Выросла, это статистика. Но она росла не в кризис. Численность занятых на так называемых крупных и средних предприятиях, организациях (это те, кто ежемесячно учитывается в Росстате) сократилась с 41 до 33 млн человек. Куда ушли эти люди? Оптимизация, бизнес убирал неэффективных.
Часть подалась в малое предпринимательство в двух формах: юрлица, но это где-то 10–11 млн человек, вторая часть — ИП. Что такое ИП? Зарегистрировано 5–6 млн, а реальную деятельность ведут от 3,5 до 4 млн. Дальше — серая зона. И если раньше это было примерно 17 млн человек, то сейчас — под 20 млн.
Можно говорить, что пик кризиса достигнут?
Первый пик был в декабре 2014 года, когда посыпались доходы и потом зарплаты. Острая фаза — с февраля по май 2015 года включительно, когда полетела промышленность. А потом наступил период «новой нормальности». Началась стабилизация на худшем уровне, и она длится. Россия ползет не на кладбище, а всего лишь в сторону кладбища, но как-то очень небыстро. И со свойственным всем нам оптимизмом мы полагаем, что, возможно, это путь совсем в другое место. Я слышала такую фразу (не помню автора): мы движемся не на кладбище, а в задницу. Это задница, и начинаем в ней обживаться. Я сложила все дефицитные бюджеты регионов: 370 млрд. В 2014 году — 440 млрд, в 2013 году — 640. Идет рихтовка. Люди научаются жить в условиях, когда надо экономить. Сложнее сказать — где основные формы экономии. Возможно, это социалка.
Даже перед выборами?
Тут нет прямой связи. Есть две ключевые электоральные группы — пенсионеры и бюджетники. Бюджетники, как правило, не являются получателями пособий по соцзащите населения. Пенсионеры зависят не от региональных бюджетов. Знаете, кто в России больше всего реально пострадает от этого кризиса? Этот кризис бьет по семьям с детьми. Уровень детской бедности в России в полтора раза выше, чем общая бедность.
Что значит «детская бедность»?
Если разделить население России по возрастным группам, увидим, что, когда уровень бедности в среднем по населению России был 11–12%, то среди детей он был 17, 18, 19. А вы как думали? У нас детские пособия в регионах 200, 300, 400 рублей в месяц! Если два родителя работают на низкооплачиваемых работах, то второго ребенка им уже не на что содержать. Рождение второго ребенка до недавних времен было первым шагом к бедности в Российской Федерации.
«Этот кризис бьет по семьям с детьми. Уровень детской бедности в России в полтора раза выше, чем общая бедность»
Государство должно понимать, что для него принципиальны дети.

_Сохранённые записи_:
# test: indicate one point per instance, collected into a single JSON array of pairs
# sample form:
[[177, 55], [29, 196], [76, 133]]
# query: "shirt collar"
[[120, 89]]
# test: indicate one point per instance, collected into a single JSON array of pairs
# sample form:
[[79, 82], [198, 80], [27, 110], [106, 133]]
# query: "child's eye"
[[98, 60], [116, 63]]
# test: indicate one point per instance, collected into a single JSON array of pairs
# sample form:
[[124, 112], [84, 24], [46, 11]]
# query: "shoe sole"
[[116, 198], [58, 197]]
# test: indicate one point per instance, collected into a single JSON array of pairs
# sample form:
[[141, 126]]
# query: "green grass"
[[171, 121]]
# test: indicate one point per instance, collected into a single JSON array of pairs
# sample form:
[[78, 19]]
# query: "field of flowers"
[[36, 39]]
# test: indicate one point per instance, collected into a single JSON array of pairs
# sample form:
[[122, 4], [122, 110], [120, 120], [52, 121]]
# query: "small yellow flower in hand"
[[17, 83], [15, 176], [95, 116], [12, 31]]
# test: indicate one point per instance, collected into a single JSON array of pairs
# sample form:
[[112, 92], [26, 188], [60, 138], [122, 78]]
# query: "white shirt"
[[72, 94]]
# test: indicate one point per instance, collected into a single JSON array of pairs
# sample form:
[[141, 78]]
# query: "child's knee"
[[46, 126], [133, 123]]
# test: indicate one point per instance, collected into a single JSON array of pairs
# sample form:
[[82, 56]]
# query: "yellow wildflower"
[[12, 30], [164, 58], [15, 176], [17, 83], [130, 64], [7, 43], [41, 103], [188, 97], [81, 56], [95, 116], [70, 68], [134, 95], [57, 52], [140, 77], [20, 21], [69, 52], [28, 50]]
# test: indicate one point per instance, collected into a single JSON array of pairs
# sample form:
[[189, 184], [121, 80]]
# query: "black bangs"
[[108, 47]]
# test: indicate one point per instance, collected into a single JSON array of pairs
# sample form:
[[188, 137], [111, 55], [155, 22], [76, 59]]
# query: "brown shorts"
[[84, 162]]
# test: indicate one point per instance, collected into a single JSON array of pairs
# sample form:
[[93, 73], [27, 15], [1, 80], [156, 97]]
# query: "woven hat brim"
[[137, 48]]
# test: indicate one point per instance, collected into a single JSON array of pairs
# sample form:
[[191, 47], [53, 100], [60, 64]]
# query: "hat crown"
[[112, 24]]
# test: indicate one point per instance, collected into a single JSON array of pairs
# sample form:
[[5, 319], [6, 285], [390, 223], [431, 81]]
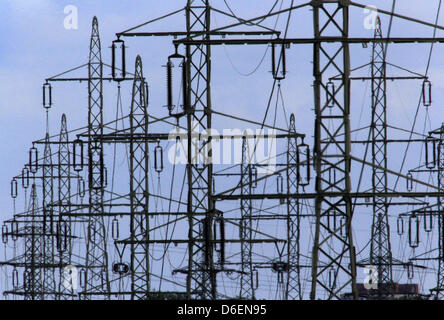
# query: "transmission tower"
[[380, 251], [293, 288], [332, 157], [139, 166], [97, 282], [247, 281]]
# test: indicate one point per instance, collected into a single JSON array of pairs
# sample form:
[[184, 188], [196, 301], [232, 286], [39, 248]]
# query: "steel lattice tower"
[[63, 231], [440, 276], [49, 280], [332, 251], [246, 278], [293, 286], [380, 250], [34, 243], [97, 282], [139, 166], [201, 274]]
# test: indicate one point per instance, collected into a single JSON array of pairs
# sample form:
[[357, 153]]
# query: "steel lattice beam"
[[139, 167], [97, 281], [334, 265]]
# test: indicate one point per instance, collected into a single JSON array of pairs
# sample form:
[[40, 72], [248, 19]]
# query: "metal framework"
[[246, 227], [334, 260], [293, 286], [139, 167], [97, 282], [51, 233], [380, 250], [201, 273]]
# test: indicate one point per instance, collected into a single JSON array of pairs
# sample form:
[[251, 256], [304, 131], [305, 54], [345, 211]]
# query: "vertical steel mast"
[[246, 278], [380, 249], [440, 276], [334, 262], [49, 281], [32, 278], [201, 275], [97, 282], [293, 286], [63, 230], [139, 166]]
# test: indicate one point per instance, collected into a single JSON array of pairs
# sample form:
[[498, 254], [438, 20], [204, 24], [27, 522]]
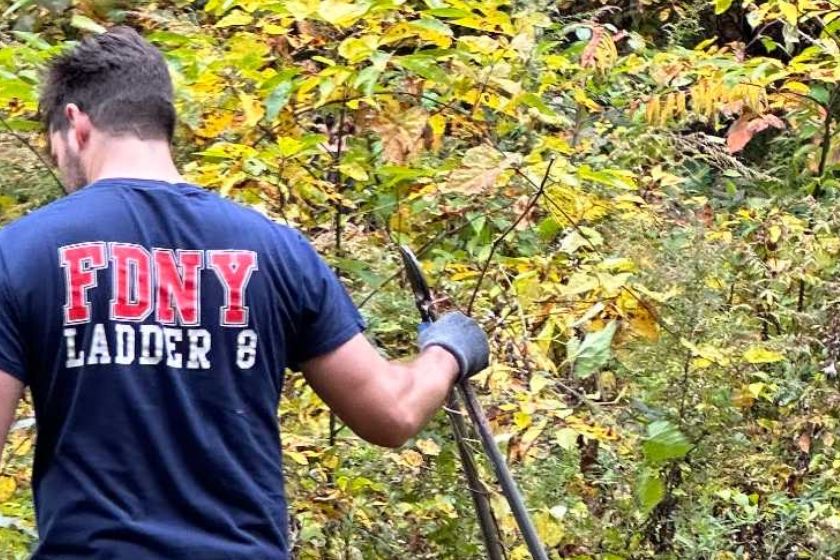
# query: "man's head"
[[110, 86]]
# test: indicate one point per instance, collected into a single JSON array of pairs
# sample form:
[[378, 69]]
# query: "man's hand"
[[386, 403], [11, 390], [463, 338]]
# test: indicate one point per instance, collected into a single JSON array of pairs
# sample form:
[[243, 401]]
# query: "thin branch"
[[531, 203], [32, 149]]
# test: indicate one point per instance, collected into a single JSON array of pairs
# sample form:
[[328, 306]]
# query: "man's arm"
[[385, 403], [11, 389]]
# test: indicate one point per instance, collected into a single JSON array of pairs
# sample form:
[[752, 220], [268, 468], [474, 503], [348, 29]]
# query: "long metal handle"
[[486, 519], [511, 491]]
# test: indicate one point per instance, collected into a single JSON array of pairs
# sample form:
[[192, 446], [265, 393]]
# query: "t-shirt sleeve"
[[327, 317], [11, 342]]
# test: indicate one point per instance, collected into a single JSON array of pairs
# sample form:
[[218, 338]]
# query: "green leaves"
[[86, 24], [721, 6], [650, 489], [593, 353], [664, 442]]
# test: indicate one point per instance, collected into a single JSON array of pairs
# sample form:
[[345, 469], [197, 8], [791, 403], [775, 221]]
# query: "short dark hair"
[[119, 79]]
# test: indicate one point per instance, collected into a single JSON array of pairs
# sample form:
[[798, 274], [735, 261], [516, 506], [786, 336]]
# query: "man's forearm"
[[10, 392], [426, 382]]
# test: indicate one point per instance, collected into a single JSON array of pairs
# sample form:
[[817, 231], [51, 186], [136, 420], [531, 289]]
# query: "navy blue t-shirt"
[[153, 323]]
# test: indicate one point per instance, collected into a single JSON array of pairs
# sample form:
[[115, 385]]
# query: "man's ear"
[[80, 125]]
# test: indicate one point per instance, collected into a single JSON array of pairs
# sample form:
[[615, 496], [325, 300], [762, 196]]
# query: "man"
[[153, 321]]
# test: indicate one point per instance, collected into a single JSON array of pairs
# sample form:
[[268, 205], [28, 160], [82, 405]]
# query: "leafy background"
[[637, 200]]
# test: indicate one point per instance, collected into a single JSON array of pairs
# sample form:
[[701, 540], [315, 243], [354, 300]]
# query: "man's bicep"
[[353, 381], [11, 389]]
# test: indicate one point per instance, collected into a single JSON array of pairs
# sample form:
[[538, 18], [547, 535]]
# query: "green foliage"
[[661, 215]]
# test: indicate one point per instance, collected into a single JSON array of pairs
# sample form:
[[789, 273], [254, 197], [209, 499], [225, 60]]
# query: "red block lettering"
[[178, 286], [81, 263], [234, 269], [132, 278]]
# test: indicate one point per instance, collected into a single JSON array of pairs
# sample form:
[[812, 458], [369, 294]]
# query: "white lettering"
[[99, 353], [200, 342], [171, 337], [147, 332], [73, 359], [125, 344], [246, 352]]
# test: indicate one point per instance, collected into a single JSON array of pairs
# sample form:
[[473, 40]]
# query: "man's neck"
[[128, 157]]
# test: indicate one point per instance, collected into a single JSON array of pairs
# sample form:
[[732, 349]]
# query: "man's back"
[[153, 322]]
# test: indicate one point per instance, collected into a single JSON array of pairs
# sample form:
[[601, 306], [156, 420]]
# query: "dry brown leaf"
[[589, 53], [480, 169], [402, 134], [743, 130]]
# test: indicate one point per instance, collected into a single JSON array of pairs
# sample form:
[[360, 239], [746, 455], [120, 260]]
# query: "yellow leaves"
[[659, 110], [296, 456], [480, 169], [8, 485], [743, 130], [252, 107], [600, 53], [357, 49], [789, 12], [342, 13], [573, 205], [705, 354], [235, 17], [761, 355], [549, 529], [479, 44], [401, 134], [215, 124], [428, 447], [411, 458]]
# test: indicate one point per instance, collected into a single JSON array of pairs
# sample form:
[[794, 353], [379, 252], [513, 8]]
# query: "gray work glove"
[[462, 337]]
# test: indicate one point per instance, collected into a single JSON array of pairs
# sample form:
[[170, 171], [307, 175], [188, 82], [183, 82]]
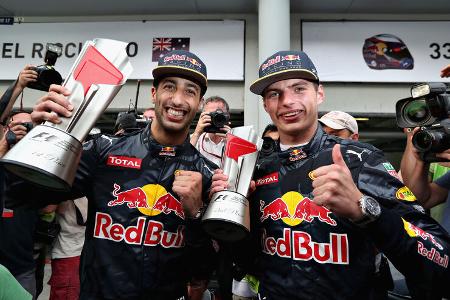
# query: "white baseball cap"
[[339, 120]]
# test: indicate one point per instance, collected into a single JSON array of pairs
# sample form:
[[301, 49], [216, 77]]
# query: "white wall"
[[351, 97]]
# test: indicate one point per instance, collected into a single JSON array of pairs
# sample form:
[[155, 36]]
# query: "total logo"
[[292, 208], [150, 200]]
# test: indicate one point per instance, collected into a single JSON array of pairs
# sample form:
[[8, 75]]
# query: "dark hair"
[[217, 99], [270, 128]]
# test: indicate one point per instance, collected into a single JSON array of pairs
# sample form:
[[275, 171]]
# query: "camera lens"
[[417, 112], [423, 140], [219, 120]]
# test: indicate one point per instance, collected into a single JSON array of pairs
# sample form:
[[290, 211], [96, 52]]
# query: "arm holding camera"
[[203, 121], [415, 175], [8, 99]]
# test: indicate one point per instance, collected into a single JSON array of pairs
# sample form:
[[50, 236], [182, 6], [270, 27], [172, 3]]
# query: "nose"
[[177, 97]]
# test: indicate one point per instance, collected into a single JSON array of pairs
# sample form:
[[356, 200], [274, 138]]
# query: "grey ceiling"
[[144, 7]]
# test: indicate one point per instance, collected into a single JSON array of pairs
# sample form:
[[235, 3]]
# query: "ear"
[[200, 104], [320, 94], [153, 94], [264, 105]]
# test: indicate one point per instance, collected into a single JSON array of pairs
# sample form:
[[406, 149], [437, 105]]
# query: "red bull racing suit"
[[139, 243], [307, 252]]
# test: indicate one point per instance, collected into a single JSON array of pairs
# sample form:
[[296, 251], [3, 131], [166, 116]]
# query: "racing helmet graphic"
[[386, 51]]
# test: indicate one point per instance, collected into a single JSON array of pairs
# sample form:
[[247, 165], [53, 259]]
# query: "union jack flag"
[[162, 46]]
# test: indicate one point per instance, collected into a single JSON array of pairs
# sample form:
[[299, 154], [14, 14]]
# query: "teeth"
[[175, 112], [291, 114]]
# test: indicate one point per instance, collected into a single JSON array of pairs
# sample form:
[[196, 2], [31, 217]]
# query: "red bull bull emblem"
[[292, 208], [151, 235], [290, 57], [297, 154], [167, 151], [151, 200], [134, 198]]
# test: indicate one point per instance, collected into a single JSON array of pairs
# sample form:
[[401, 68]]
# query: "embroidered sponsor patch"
[[123, 161], [268, 179], [167, 151], [405, 194], [7, 213], [297, 154], [390, 169]]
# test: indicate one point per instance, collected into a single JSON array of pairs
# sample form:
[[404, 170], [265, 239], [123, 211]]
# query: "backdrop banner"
[[378, 51], [220, 44]]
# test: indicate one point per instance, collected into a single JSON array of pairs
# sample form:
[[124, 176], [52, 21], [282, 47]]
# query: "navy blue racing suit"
[[304, 251]]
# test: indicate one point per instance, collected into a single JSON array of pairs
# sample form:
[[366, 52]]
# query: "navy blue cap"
[[284, 65], [182, 63]]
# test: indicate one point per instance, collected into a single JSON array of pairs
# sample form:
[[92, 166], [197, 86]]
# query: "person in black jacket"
[[323, 205], [145, 190]]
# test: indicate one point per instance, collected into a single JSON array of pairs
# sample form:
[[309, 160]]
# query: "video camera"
[[218, 120], [428, 108], [47, 75]]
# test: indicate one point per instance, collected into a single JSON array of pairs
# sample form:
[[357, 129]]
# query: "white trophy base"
[[46, 156], [227, 217]]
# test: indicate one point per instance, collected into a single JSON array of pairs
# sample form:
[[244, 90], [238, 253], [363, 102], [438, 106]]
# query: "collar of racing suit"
[[313, 146], [163, 150]]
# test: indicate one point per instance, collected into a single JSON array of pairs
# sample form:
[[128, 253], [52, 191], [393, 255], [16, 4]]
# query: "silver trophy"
[[227, 217], [49, 154]]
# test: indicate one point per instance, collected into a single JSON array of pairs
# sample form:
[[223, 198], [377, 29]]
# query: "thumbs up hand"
[[334, 188]]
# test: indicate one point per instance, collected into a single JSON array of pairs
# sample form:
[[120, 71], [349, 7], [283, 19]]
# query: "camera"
[[11, 137], [218, 120], [28, 126], [428, 108], [47, 75]]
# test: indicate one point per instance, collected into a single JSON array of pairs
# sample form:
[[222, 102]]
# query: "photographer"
[[415, 175], [212, 126], [415, 172]]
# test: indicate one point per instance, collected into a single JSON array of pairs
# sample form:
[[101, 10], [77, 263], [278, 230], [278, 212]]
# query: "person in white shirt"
[[211, 144]]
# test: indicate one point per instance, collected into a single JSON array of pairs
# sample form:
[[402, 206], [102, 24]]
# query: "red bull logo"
[[414, 231], [151, 200], [292, 208], [167, 151], [151, 235], [298, 245], [291, 57], [134, 198], [433, 255], [297, 154], [169, 204]]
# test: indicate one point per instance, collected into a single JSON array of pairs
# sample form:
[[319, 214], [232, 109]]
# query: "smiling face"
[[176, 103], [293, 105]]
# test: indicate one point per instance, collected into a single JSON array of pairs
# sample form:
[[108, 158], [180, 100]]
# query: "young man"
[[145, 193], [330, 203], [340, 124], [210, 144]]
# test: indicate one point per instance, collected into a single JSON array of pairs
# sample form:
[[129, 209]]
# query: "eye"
[[168, 86], [298, 89], [272, 95], [191, 92]]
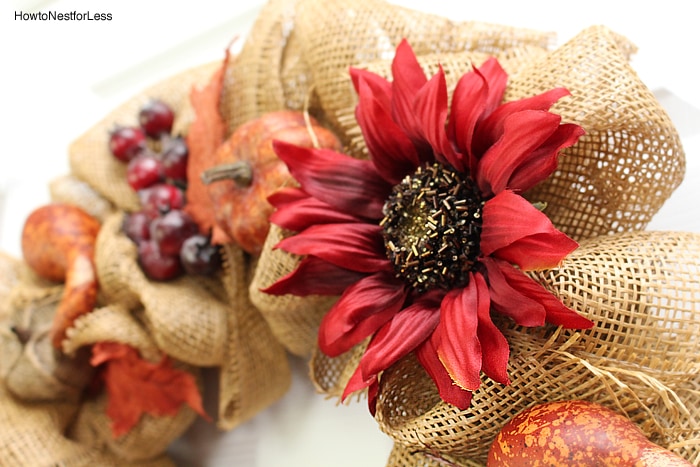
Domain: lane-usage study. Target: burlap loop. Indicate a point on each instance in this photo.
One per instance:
(186, 317)
(630, 160)
(111, 323)
(255, 372)
(298, 53)
(293, 320)
(70, 189)
(42, 389)
(641, 289)
(89, 156)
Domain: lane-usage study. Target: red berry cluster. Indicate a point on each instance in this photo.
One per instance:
(168, 239)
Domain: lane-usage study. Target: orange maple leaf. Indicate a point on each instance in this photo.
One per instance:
(206, 133)
(135, 386)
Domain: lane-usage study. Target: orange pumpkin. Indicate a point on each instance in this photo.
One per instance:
(58, 244)
(579, 433)
(246, 171)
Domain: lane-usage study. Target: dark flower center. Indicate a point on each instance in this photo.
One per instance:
(432, 226)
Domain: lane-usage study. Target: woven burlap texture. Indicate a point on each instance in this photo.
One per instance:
(40, 388)
(298, 56)
(89, 158)
(200, 321)
(642, 291)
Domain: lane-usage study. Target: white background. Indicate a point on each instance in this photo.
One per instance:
(58, 78)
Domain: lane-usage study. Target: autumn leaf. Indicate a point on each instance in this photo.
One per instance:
(205, 135)
(136, 386)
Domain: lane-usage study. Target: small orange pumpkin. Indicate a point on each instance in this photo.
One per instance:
(577, 433)
(58, 244)
(246, 171)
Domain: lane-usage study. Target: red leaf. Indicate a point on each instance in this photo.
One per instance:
(206, 133)
(136, 386)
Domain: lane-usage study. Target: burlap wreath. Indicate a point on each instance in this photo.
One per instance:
(198, 322)
(641, 288)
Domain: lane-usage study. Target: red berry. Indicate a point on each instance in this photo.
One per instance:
(174, 156)
(199, 256)
(156, 117)
(171, 230)
(161, 198)
(155, 264)
(137, 226)
(125, 143)
(144, 171)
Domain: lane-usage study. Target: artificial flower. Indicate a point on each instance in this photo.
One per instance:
(431, 235)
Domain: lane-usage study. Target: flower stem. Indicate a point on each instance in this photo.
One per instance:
(240, 172)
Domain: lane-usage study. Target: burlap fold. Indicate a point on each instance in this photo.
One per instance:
(298, 52)
(256, 371)
(186, 316)
(89, 156)
(614, 180)
(641, 289)
(42, 390)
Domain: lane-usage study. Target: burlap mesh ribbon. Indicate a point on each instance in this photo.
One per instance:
(198, 322)
(201, 321)
(606, 190)
(641, 288)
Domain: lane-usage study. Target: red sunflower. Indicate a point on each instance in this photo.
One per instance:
(430, 236)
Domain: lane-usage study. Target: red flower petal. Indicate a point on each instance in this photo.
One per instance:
(409, 78)
(523, 133)
(556, 312)
(459, 348)
(313, 276)
(448, 390)
(391, 151)
(543, 162)
(476, 95)
(400, 336)
(356, 383)
(515, 231)
(491, 128)
(430, 108)
(494, 345)
(362, 309)
(297, 214)
(348, 184)
(509, 301)
(358, 247)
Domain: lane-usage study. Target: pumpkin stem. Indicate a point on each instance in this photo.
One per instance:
(240, 172)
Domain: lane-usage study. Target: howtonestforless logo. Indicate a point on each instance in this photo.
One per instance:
(62, 16)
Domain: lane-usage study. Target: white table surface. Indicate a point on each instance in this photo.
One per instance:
(92, 67)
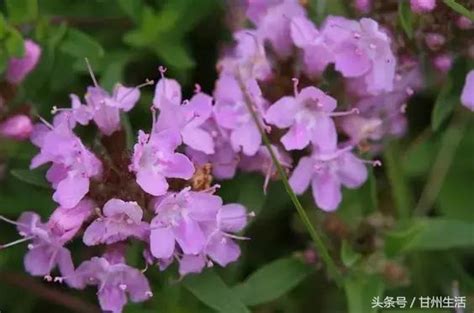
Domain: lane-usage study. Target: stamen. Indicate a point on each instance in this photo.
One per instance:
(13, 243)
(345, 113)
(45, 122)
(162, 70)
(295, 81)
(374, 163)
(212, 189)
(236, 236)
(91, 73)
(197, 88)
(403, 108)
(3, 218)
(148, 82)
(268, 175)
(153, 121)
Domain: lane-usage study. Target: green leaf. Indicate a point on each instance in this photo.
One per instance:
(449, 96)
(444, 105)
(348, 256)
(14, 43)
(272, 281)
(32, 177)
(176, 55)
(80, 45)
(459, 8)
(406, 17)
(21, 11)
(132, 8)
(430, 234)
(360, 290)
(211, 290)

_Выполните задания_:
• 1. Переведите на английский язык предложение из фрагмента текста о кризисе в России: «Государство должно понимать, что для него принципиальны дети».
• 2. Продолжите фрагмент текста о кризисе и бедности в России, начав сразу после его последнего предложения.

_Результаты заданий_:
• 1. The state must understand that children are of fundamental importance to it.

• 2.
Нет, оно не готово это понимать. Оно это понимало в условиях экономического подъема, когда ему нужна была рабочая сила. Сейчас мы вошли в довольно длительный кризис. Мой прогноз прост. К президентским выборам 2018 года демографическую тематику закроют. Просто перестанут обсуждать, поскольку она перестанет быть победным контекстом, она станет печальным контекстом.
Кризис и протесты
Как влияет кризис на перспективы политического протеста? Мы знаем, что политическая активность — это крупные города.
Крупнейшие города.
А для того, чтобы заниматься протестной активностью, у вас должно быть время и деньги.
О да.
Именно поэтому в 2011 году и пошел протест: люди заработали деньги и могли себе позволить заняться политикой.
Согласна. Люди ушли от рутинного выживания, и у них расширился горизонт понимания желаемого.
Что сейчас с этой точки зрения в больших городах?
Есть несколько каналов, снижающих вероятность протестов. Первый — это отток из страны наиболее конкурентоспособного, образованного, квалифицированного населения. Это не дети, это не студенты, это 30 плюс — те, у кого есть шанс занять квалифицированную позицию на западном рынке. Мы теряем человеческий капитал, но и это же снижает протестный ресурс.
Второе. Если вы теряете работу, то массовая стратегия — это адаптация понижательного типа. Вы находите работу с низшей заработной платой и с более низким статусом и квалификационными требованиями, но вы работаете. Это не улучшает ваше самочувствие, вам становится уже не до протестов, вы либо впадаете в депрессию, либо пытаетесь дополнительно подрабатывать, чтобы компенсировать падение статуса и дохода.
Третий вариант. Уход в себя, в свои хобби, в свои интересы. Это очень советский тип, я его прекрасно помню, все наши кухонные посиделки, разговоры, книжки. Вполне себе полноценная жизнь.
И четвертый вариант: забить на все и начать спиваться.